* **Your instructions**
Set down every record once more, exactly as given.

Material provided start

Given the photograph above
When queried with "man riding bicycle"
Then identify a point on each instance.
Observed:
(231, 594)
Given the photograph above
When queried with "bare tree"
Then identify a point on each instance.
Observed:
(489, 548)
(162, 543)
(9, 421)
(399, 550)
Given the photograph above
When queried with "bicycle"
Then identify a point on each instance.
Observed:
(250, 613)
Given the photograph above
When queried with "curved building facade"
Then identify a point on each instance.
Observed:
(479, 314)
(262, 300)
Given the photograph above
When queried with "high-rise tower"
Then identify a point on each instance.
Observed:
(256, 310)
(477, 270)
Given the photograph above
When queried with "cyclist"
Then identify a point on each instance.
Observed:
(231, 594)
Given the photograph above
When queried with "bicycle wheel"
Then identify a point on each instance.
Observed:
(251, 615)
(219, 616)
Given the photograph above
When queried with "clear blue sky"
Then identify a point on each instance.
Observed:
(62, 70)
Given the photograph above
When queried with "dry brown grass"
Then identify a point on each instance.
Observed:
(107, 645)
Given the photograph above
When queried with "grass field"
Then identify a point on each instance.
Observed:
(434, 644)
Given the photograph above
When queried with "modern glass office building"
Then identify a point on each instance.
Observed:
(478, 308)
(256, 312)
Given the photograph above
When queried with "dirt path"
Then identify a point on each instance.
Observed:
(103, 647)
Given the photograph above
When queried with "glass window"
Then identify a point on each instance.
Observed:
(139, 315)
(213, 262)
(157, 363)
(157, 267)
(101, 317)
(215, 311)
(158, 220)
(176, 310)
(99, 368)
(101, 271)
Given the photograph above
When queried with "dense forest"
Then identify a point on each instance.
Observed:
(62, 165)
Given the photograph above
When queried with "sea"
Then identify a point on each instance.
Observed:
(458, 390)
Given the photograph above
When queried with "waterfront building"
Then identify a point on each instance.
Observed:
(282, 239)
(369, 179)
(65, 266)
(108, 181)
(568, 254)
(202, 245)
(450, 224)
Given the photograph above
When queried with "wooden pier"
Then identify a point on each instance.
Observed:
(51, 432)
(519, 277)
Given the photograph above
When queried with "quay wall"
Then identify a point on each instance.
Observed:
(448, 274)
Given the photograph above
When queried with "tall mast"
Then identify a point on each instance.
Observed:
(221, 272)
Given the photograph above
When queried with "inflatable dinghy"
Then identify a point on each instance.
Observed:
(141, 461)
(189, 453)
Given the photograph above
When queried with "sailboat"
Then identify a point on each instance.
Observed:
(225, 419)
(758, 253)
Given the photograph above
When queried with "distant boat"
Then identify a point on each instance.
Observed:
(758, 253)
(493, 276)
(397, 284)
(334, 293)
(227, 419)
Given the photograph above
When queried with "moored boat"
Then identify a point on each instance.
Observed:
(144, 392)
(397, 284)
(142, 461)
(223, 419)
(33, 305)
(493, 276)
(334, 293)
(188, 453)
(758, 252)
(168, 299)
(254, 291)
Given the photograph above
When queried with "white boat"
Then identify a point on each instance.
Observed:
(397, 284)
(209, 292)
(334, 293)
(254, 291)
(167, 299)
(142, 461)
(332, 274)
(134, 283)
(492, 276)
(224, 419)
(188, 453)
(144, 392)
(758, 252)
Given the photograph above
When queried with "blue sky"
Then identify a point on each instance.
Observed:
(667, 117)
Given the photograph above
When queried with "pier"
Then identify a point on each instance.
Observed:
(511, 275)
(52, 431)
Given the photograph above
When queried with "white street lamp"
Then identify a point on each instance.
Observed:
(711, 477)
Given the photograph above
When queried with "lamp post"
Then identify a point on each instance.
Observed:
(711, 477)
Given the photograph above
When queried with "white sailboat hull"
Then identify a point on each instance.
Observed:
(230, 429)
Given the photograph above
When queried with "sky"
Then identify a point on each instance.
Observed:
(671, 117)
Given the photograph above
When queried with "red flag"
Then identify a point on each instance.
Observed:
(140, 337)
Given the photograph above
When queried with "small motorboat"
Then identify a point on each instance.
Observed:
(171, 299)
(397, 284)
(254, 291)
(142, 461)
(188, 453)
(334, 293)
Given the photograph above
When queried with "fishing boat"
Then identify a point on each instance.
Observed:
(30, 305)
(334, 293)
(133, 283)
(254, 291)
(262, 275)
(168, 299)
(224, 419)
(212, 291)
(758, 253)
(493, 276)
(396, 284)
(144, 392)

Material provided end

* **Exercise answer**
Given the photograph above
When queried with "man riding bicycle"
Then identify a point on each instance.
Observed:
(231, 594)
Given the photograph above
When queried with "bare tree"
Then identify a point on each instance.
Observed:
(489, 548)
(162, 543)
(9, 421)
(399, 550)
Given the photograph above
When queried with "bicycle"
Then identify a point on each instance.
Observed:
(250, 613)
Given the photograph above
When queried with "curved building facade"
Then identify a point on each instance.
Observed:
(479, 314)
(262, 300)
Given the photograph above
When queried with "high-rise tower"
Then identify a point on each instance.
Observed:
(256, 310)
(477, 270)
Given the photograph above
When queried with "cyclist"
Then identify a point on each instance.
Observed:
(231, 594)
Given the photograph above
When queried with "bicycle wheel"
Then identify a point on each instance.
Observed:
(251, 615)
(219, 616)
Given the photograph above
When queried with "clear blue sky"
Then identify a point on each instance.
Observed:
(62, 70)
Given the photograph above
When queried with "dry brown grass"
Then identify a point on each instance.
Observed:
(107, 645)
Given the photograph above
When queried with "grass field"
Then identify a point on each instance.
Observed:
(434, 644)
Given the photograph above
When queried with "modern glass office building"
Then identify a point on each instance.
Observed:
(478, 308)
(256, 312)
Given the photograph above
When queried with "dirt path"
Then identify a point on each instance.
Observed:
(103, 647)
Given the photograph above
When queried with "glass window"
Then identify a point on each instance.
Observed:
(139, 315)
(213, 262)
(157, 363)
(157, 267)
(101, 317)
(215, 311)
(158, 220)
(176, 310)
(99, 368)
(101, 271)
Given the photograph above
When queried with "dense forest"
Then identify a point on each instance.
Observed:
(62, 165)
Given the photograph above
When queried with "sea"
Then identify a point on each instance.
Observed:
(458, 390)
Given the photograph above
When queried with "waterfront building"
Then identify a point on each instance.
Observed:
(282, 239)
(369, 179)
(65, 266)
(108, 181)
(568, 254)
(202, 245)
(450, 224)
Given the photograph above
When queried with "wooden pier"
Then identify a point on each instance.
Observed:
(51, 432)
(519, 277)
Given the photograph above
When queried with "quay wall"
Then identify a point on each instance.
Observed:
(448, 274)
Given the photograph above
When queried with "tall mast"
Then identify a point on each instance.
Observed:
(221, 272)
Given the photograph above
When queried with "inflatable dinghy"
Then identify a point on each instance.
Observed:
(141, 461)
(189, 453)
Given the photograph above
When queried with "sailboat"
Then identify a point on each instance.
Observed:
(225, 419)
(758, 253)
Given the photograph above
When queried with "distant boat"
Then identify a point on each instance.
Observed:
(758, 253)
(493, 276)
(397, 284)
(334, 293)
(227, 419)
Given the photograph above
When queried with "moored boat"
Then identify a point on each instance.
Observed:
(144, 392)
(397, 284)
(142, 461)
(223, 419)
(33, 305)
(493, 276)
(334, 293)
(188, 453)
(758, 252)
(168, 299)
(254, 291)
Given the photograph above
When queried with "white boat"
Then identify a point on each instance.
Observed:
(397, 284)
(209, 292)
(334, 293)
(254, 291)
(167, 299)
(142, 461)
(332, 274)
(134, 283)
(492, 276)
(224, 419)
(188, 453)
(144, 392)
(758, 252)
Given the photograph above
When queried with "blue sky"
Then identify a point on each instance.
Observed:
(667, 117)
Given the photograph above
When queried with "pier"
Then identify a point on each instance.
Observed:
(511, 275)
(52, 431)
Given the photograph above
When queried with "white street lamp"
Then identify a point on each instance.
Observed:
(711, 477)
Given the photograph above
When queried with "lamp post"
Then identify a point on each instance.
Observed:
(711, 477)
Given the photograph above
When queried with "white sailboat hull"
Then identify a point on each instance.
Observed:
(230, 429)
Given the photograph above
When queried with "sky"
Then identify a point on each instance.
Observed:
(671, 117)
Given the photograph above
When queried with "red flag"
Then identify a point on each instance.
Observed:
(140, 337)
Given the photograph above
When queried with "small motorboat"
Then identify a point on each instance.
Observed:
(171, 299)
(397, 284)
(254, 291)
(142, 461)
(188, 453)
(334, 293)
Given the photograph above
When queried with "fishing boat"
Then identify a point on each instance.
Observed:
(30, 305)
(334, 293)
(133, 283)
(254, 291)
(262, 275)
(168, 299)
(224, 419)
(212, 291)
(758, 253)
(493, 276)
(396, 284)
(144, 392)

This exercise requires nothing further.